Task description: Reproduce only the part of the items that opens with the line containing "of the green" and runs to the end of the items, keeping every line. Shift each pixel coordinate in the answers by adding 10 to both of its numbers.

Dataset rows:
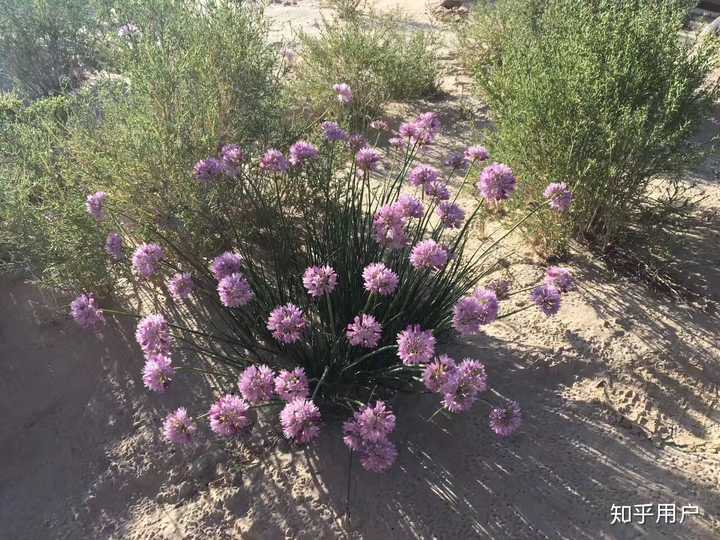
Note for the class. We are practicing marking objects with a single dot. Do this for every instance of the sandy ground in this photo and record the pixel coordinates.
(619, 393)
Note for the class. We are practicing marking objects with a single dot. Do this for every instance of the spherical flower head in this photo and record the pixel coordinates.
(501, 288)
(95, 205)
(429, 254)
(364, 331)
(234, 291)
(232, 158)
(379, 279)
(437, 373)
(378, 457)
(287, 323)
(505, 420)
(389, 226)
(455, 161)
(497, 183)
(226, 264)
(450, 214)
(367, 159)
(158, 372)
(290, 385)
(547, 298)
(320, 280)
(274, 161)
(410, 206)
(375, 423)
(476, 153)
(343, 92)
(380, 125)
(356, 141)
(559, 195)
(257, 384)
(302, 152)
(472, 312)
(208, 169)
(422, 175)
(437, 190)
(179, 427)
(181, 286)
(146, 260)
(333, 132)
(85, 311)
(113, 246)
(229, 416)
(459, 394)
(153, 335)
(415, 345)
(475, 373)
(300, 420)
(560, 278)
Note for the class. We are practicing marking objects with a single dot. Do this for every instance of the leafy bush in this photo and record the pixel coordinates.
(346, 300)
(49, 47)
(376, 55)
(601, 95)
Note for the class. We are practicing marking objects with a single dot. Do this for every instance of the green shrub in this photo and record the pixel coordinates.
(376, 55)
(601, 95)
(47, 47)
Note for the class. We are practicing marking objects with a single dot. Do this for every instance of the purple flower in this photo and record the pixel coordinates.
(226, 264)
(364, 331)
(232, 157)
(95, 205)
(234, 291)
(287, 323)
(505, 420)
(158, 372)
(274, 161)
(379, 279)
(344, 93)
(378, 457)
(300, 420)
(208, 169)
(559, 195)
(547, 298)
(389, 226)
(428, 254)
(410, 206)
(437, 373)
(501, 288)
(229, 416)
(290, 385)
(367, 159)
(146, 259)
(476, 153)
(415, 345)
(333, 132)
(450, 214)
(496, 183)
(357, 141)
(181, 286)
(113, 246)
(257, 384)
(472, 312)
(320, 280)
(179, 427)
(422, 175)
(301, 152)
(85, 311)
(153, 335)
(560, 278)
(437, 190)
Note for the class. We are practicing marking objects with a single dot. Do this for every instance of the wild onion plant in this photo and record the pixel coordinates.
(362, 270)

Exercise result:
Note for the class. We are practicing marking objects with a single dot. Do this for every instance of the green shrub in this photo and record the pixel coordinates.
(386, 65)
(611, 105)
(57, 57)
Note for the class. We are practicing marking objects with a single dot. Do this for every instance of the purple flower in this photo and record the pixel coordinates.
(236, 274)
(374, 341)
(242, 167)
(105, 215)
(244, 301)
(297, 333)
(515, 430)
(168, 382)
(284, 171)
(389, 289)
(354, 103)
(388, 467)
(310, 430)
(218, 179)
(569, 205)
(557, 308)
(399, 236)
(438, 264)
(420, 216)
(447, 383)
(511, 298)
(239, 426)
(300, 395)
(377, 169)
(156, 269)
(486, 163)
(425, 355)
(343, 142)
(460, 224)
(506, 193)
(367, 151)
(191, 296)
(123, 256)
(267, 394)
(482, 322)
(330, 290)
(189, 437)
(432, 185)
(311, 162)
(95, 321)
(163, 345)
(570, 288)
(447, 200)
Note for the class. We are practicing marking objects with a single dot. Do this for every instance of the wild onion plant in this photo and record the pixel coordinates.
(372, 280)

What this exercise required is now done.